# Hello from Maryland



## GerryWhite (Feb 19, 2007)

I'm the technical director for a small community theater in Hagerstown, Maryland called Potomac Playmakers. We're online at http://potomacplaymakers.com. Our theater has been around since 1926, so it's one of the oldest in Maryland and the east coast.
Next year we'll be moving from our current home to a building that's being refurbished. We'll actually have decent seating -- vs folding chairs with not-thick-enough pads on them. Ahhh.......
Anyway - I'll be asking around for suggestions for effective fund-raising and design ideas.

Cya!

- Gerry


----------



## soundlight (Feb 19, 2007)

Welcome! Yeah, looks like it would be nice to upgrade from that seating...will you actually have a theater (real lighting grid/electrics with real front of house positions, maybe even a proscenium arch and raked seating) when you move?

Anyway, looks like a tough space to work in - good luck with the move!


----------



## GerryWhite (Feb 19, 2007)

soundlight said:


> Welcome! Yeah, looks like it would be nice to upgrade from that seating...will you actually have a theater (real lighting grid/electrics with real front of house positions, maybe even a proscenium arch and raked seating) when you move?
> Anyway, looks like a tough space to work in - good luck with the move!


My family has been involved with PP since the mid-1950's. I can remember getting yelled at for making too much noise downstairs (no sound proofing between floors) -- Heh-heh!
If our fund-raising efforts prove worthy, we expect to have all that you mentioned, and more. I'm hoping for surround-sound for some cool sound effects.
It's a small theater -- 150 people, at the most. But it can be fun -- once you find ways around the divas.

Tasks for this exercise:
1. Do these statements agree with the Potomac Playmakers thread? For each, answer yes or no and quote the deciding words. (a) The theater has been around since 1926. (b) The current space seats up to 300 people. (c) Gerry's family has been involved with the theater since the mid-1950's.
2. Carry the Potomac Playmakers thread forward from its last sentence.

Material shown:
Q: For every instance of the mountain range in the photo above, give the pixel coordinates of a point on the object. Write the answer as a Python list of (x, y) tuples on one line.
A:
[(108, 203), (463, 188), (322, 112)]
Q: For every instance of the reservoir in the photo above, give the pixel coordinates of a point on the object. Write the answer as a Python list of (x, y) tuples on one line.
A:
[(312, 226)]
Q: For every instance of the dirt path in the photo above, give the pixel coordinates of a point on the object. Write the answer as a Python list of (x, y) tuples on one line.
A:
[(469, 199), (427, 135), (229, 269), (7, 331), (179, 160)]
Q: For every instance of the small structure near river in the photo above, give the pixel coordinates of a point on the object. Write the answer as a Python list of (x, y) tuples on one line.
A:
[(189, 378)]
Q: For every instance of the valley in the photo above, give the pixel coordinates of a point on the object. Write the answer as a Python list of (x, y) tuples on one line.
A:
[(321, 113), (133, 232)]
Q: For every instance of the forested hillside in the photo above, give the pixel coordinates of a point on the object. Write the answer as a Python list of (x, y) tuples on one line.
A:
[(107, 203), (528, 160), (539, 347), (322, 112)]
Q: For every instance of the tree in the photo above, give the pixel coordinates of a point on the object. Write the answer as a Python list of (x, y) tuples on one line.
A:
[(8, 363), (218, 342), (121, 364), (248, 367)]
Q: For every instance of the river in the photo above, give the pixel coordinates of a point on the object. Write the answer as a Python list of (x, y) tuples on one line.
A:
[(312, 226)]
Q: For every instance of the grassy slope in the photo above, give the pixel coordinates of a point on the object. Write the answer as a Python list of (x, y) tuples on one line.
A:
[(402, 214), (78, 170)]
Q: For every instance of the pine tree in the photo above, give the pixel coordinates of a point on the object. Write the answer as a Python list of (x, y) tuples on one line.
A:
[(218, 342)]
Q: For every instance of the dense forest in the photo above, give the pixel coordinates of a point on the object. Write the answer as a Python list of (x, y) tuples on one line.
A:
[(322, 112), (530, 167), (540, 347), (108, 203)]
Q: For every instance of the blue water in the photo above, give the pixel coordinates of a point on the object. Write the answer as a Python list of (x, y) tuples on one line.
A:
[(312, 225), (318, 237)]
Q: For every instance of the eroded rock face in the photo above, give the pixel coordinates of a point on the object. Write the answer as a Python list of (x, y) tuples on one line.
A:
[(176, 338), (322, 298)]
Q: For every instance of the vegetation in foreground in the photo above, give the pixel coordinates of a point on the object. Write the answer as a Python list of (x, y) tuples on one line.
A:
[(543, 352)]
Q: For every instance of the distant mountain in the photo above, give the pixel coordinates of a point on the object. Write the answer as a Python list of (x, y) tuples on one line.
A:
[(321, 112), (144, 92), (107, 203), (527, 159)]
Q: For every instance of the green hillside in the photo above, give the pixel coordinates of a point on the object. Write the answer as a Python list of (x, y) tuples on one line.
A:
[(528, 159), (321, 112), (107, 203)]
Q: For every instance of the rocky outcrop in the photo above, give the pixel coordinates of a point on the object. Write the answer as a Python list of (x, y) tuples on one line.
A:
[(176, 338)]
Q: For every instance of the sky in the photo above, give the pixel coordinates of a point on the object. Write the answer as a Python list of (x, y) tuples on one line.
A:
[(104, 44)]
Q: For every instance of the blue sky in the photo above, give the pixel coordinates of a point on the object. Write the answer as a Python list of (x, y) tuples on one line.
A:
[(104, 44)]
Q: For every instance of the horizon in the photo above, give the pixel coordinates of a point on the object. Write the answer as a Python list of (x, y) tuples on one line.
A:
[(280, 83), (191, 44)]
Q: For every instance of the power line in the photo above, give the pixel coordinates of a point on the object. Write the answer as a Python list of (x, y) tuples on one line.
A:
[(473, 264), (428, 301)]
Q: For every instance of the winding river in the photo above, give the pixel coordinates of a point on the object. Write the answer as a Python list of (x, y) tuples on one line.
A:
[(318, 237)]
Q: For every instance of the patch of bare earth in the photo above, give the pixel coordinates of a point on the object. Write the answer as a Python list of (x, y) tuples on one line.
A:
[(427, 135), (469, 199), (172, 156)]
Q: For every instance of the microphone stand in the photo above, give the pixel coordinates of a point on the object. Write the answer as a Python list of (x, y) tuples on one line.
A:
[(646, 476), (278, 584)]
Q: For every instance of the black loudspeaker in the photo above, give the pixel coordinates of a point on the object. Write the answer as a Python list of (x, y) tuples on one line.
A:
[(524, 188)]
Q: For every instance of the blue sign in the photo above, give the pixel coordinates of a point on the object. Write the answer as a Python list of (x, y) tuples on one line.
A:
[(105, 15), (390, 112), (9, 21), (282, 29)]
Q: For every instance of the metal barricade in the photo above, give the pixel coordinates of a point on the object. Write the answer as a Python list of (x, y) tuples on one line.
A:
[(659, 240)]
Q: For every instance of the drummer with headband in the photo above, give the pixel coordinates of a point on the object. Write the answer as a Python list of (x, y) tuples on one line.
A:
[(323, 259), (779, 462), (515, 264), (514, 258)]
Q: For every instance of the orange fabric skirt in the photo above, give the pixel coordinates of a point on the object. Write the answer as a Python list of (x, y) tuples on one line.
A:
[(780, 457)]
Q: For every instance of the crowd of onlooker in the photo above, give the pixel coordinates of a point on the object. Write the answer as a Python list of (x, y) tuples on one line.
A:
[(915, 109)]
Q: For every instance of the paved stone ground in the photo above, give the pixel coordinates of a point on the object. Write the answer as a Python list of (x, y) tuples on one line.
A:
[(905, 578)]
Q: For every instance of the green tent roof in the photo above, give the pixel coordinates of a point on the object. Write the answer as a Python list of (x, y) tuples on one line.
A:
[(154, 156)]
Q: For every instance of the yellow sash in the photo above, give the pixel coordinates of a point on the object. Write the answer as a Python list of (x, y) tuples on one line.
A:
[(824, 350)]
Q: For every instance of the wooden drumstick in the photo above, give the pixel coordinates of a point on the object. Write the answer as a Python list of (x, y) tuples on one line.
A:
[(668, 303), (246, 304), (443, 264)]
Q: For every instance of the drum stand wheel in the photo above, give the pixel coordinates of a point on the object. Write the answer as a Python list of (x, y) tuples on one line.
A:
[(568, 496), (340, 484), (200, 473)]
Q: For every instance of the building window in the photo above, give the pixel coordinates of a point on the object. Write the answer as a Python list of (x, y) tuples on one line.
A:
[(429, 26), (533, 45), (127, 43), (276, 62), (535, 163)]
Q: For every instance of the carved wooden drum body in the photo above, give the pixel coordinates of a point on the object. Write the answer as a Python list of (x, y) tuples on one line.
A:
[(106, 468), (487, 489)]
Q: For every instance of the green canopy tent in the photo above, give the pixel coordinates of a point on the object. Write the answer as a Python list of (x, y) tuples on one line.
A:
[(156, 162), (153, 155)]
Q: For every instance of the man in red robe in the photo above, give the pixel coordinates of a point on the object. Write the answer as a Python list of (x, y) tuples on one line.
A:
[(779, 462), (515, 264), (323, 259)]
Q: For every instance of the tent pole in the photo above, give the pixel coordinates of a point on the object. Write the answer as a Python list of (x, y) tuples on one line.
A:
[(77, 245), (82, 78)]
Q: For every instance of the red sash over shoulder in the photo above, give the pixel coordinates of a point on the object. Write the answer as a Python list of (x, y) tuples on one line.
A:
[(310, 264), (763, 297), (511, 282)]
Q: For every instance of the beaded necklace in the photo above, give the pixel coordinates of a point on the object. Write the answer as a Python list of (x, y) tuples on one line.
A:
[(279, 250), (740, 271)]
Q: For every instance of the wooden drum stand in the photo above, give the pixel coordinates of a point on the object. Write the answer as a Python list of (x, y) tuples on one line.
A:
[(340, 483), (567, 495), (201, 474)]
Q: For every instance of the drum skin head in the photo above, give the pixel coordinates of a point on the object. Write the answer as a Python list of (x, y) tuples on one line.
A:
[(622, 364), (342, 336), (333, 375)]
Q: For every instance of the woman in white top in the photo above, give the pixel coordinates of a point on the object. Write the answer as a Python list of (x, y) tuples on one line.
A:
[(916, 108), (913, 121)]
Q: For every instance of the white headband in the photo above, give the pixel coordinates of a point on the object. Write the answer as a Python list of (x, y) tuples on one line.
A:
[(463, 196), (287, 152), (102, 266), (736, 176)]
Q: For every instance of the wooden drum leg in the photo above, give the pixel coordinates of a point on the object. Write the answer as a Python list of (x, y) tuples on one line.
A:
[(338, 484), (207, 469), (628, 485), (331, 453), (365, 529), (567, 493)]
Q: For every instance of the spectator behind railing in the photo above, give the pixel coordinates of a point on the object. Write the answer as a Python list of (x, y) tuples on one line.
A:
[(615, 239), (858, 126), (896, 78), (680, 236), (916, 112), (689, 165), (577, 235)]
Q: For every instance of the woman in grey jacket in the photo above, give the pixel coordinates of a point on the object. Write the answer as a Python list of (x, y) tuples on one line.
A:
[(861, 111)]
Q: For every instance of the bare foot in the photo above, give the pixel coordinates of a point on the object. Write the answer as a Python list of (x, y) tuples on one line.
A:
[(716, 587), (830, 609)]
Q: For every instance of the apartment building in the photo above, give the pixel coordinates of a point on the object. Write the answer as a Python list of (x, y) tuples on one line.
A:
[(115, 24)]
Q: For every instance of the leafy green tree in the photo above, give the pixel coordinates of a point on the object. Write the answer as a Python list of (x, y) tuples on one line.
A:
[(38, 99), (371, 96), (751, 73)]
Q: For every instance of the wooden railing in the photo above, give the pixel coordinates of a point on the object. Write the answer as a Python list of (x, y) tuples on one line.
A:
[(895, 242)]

Answers for the tasks:
1.
(a) Yes: "Our theater has been around since 1926"
(b) No: "It's a small theater -- 150 people, at the most."
(c) Yes: "My family has been involved with PP since the mid-1950's."

2.
----------



## Chris15 (Feb 19, 2007)

Welcome to Controlbooth. Remember that while there will always be someone with better facilities than you have, there too will always be someone with worse facilities...


----------



## Van (Feb 19, 2007)

Welcome Aboard! 
Hey I spent plenty of time in a community theatre that moved three times, we converte an old mechanics garage, a pole barn, < yes literally a real," My dad's got a barn." scenario> , a church and finally a warehouse. 
Perhaps we can chat about fundraising. We spend a ton of energy on funding campaigns. Does you theatre employ a grant writer ? or campaign director?


----------



## GerryWhite (Feb 19, 2007)

Sorry -- but we're strictly a volunteer group.


----------



## DarSax (Feb 20, 2007)

Greetings from Maryland yourself! (Walt Whitman High senior, in Bethesda)

Welcome to controlbooth!


----------



## dvlasak (Feb 20, 2007)

Welcome to Control Booth!! Behind school theater, community theater is the next largest group in this country!! We take pride in what we can accomplish with little funds, but lots of enthusiasm!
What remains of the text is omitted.